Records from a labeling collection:
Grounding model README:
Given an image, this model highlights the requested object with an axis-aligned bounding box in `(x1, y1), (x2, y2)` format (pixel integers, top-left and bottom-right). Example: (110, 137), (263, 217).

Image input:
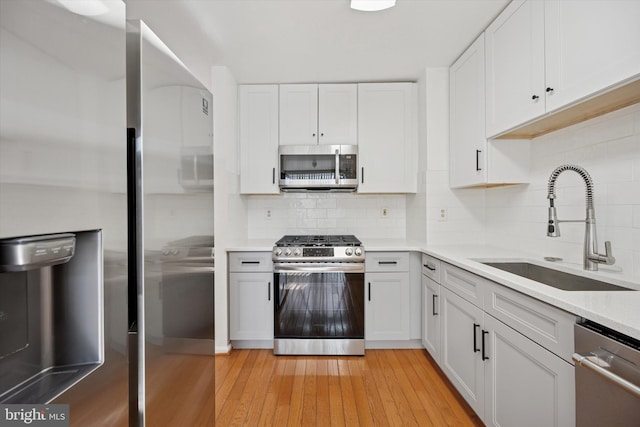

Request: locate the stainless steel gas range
(272, 235), (365, 355)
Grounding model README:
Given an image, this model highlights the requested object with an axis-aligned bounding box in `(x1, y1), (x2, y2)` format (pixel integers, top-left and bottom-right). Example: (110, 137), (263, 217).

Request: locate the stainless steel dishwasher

■ Requirements
Recast every line of the records above as a JSON list of strings, one string per line, with blank lines and pictures left out.

■ Correct output
[
  "Grounding model README:",
  "Given an image, this model highlights the requested object with an axis-aligned bounding box in `(x1, y1), (x2, y2)` format (pixel integers, top-left and bottom-right). Example: (110, 137), (263, 217).",
  "Image input:",
  "Request: locate the stainless steel gas range",
  "(272, 235), (365, 355)",
  "Grounding model README:",
  "Given an image, this model highlights the requested object with an axis-aligned bounding box in `(x1, y1), (x2, y2)` format (pixel integers, top-left and bottom-right). Example: (110, 137), (263, 217).",
  "Request: locate the stainless steel dishwasher"
]